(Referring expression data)

■ ■ ■ ■ ■ ■ ■

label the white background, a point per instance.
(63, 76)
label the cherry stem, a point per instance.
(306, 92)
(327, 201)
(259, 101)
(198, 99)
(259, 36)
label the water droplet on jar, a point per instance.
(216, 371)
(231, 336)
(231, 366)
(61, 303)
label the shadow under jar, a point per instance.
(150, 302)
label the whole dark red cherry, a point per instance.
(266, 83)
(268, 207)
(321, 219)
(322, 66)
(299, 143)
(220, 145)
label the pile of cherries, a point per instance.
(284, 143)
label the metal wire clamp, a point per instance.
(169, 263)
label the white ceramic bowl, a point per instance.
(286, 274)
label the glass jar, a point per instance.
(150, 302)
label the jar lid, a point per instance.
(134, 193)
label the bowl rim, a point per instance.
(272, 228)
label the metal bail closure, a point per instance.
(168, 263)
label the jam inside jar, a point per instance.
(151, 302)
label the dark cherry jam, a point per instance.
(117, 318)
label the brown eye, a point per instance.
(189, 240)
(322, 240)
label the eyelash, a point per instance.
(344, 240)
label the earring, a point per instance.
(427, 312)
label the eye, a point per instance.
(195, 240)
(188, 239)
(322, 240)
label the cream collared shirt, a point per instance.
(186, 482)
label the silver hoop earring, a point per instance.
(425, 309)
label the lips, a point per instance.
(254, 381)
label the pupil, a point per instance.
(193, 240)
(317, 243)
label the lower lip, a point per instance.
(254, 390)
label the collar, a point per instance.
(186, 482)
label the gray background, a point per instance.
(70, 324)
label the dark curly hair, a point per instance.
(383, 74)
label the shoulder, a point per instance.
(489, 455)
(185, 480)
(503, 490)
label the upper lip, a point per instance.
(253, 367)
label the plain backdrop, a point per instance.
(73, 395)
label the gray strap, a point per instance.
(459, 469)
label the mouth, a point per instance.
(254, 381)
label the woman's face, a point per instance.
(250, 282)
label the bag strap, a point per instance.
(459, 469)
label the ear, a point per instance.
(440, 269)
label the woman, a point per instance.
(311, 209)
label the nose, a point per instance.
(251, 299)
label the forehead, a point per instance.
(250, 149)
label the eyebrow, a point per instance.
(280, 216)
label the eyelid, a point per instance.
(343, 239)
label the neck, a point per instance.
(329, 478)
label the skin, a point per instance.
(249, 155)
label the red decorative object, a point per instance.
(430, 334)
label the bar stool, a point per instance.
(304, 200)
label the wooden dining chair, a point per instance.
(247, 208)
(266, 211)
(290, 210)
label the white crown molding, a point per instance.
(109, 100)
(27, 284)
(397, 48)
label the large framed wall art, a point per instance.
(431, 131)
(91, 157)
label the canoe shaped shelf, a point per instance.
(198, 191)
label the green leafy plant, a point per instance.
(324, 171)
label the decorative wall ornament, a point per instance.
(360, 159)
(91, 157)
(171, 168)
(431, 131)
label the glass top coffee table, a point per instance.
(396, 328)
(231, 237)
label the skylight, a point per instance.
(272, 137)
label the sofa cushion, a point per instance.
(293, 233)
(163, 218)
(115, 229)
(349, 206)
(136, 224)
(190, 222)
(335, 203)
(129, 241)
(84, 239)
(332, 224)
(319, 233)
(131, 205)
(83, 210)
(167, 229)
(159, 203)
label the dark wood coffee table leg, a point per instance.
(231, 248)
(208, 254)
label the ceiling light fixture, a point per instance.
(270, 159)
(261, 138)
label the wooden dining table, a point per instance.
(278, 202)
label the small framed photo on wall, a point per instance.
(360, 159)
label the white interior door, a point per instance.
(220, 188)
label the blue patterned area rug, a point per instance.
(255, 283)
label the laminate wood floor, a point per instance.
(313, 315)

■ ■ ■ ■ ■ ■ ■

## What to do
The answer should reproduce each entry above in full.

## Written reply
label the white background, a point per instance.
(63, 76)
label the cherry stem, a point per instance.
(306, 92)
(327, 201)
(259, 101)
(198, 99)
(259, 36)
label the water droplet on jar, a point per instance.
(216, 371)
(231, 336)
(231, 366)
(61, 303)
label the shadow under jar, a point per instance.
(150, 302)
label the whole dark red cherry, a point per instance.
(266, 83)
(268, 207)
(321, 219)
(322, 66)
(299, 143)
(220, 145)
label the pile of cherries, a point per instance.
(284, 143)
label the metal wire clamp, a point per instance.
(169, 263)
label the white ceramic bowl, a point per instance.
(286, 274)
label the glass jar, a point per instance.
(150, 302)
label the jar lid, a point per instance.
(134, 193)
label the bowl rim, a point per instance.
(272, 228)
label the metal bail closure, a point per instance.
(168, 263)
label the jam inside jar, a point per instance.
(151, 302)
label the dark cherry jam, a point per instance.
(117, 318)
label the brown eye, a point per instance.
(189, 240)
(322, 240)
label the eyelash, a point per instance.
(344, 240)
label the earring, a point per instance.
(427, 312)
label the eye, a point per instance.
(195, 240)
(188, 239)
(322, 240)
label the cream collared shirt, a point per instance.
(186, 482)
label the silver hoop earring, a point per instance.
(425, 309)
label the lips, a point per instance.
(254, 381)
label the pupil, a point per instance.
(193, 240)
(317, 243)
label the lower lip, a point per instance.
(254, 390)
label the collar, a point per instance.
(186, 482)
label the gray background, a point per instance.
(70, 324)
label the dark curly hair, a point per instance.
(383, 74)
label the shoulder, a point per instance.
(489, 455)
(185, 480)
(503, 490)
label the upper lip, a point per instance.
(253, 367)
label the plain backdrop, a point per instance.
(73, 395)
label the gray strap, a point per instance.
(459, 469)
label the mouth, a point per instance.
(254, 381)
label the woman's face, a point per instance.
(250, 282)
label the bag strap, a point per instance.
(459, 469)
label the ear, a point per instance.
(440, 269)
label the woman, a point per instance.
(311, 209)
label the nose, a point per instance.
(251, 299)
label the forehead, a point per instance.
(250, 149)
label the eyebrow, a point per instance.
(280, 216)
label the eyelid, a point per instance.
(343, 239)
label the neck, a point per instance.
(329, 478)
label the skin, a point per instance.
(249, 155)
label the red decorative object, a point per instance.
(430, 334)
label the bar stool, a point per instance.
(304, 200)
label the wooden dining chair, a point per instance.
(247, 208)
(266, 211)
(290, 210)
label the white crown molding, a point per instance.
(109, 100)
(27, 284)
(397, 48)
label the large framed wall art, a point per instance.
(431, 131)
(91, 157)
label the canoe shaped shelf, a point per instance.
(198, 191)
label the green leafy plant, a point per instance.
(324, 171)
label the decorative wall ornament, a point per instance.
(360, 159)
(91, 157)
(171, 168)
(431, 131)
label the glass top coffee table, a point per instance.
(396, 328)
(231, 237)
label the skylight, a point per instance.
(272, 137)
label the sofa cushion, a point per instance.
(293, 233)
(163, 218)
(115, 229)
(349, 206)
(136, 224)
(190, 222)
(335, 203)
(129, 241)
(84, 239)
(332, 224)
(319, 233)
(131, 205)
(83, 210)
(167, 229)
(159, 203)
label the dark wood coffee table leg, a point per instance.
(231, 248)
(208, 254)
label the ceiling light fixture, a point per instance.
(270, 159)
(261, 138)
label the wooden dining table, a point per instance.
(278, 202)
label the small framed photo on wall, a point per instance.
(360, 159)
label the white interior door, a point per instance.
(220, 188)
label the blue patterned area rug, a point per instance.
(255, 283)
label the laminate wood floor, a point per instance.
(313, 315)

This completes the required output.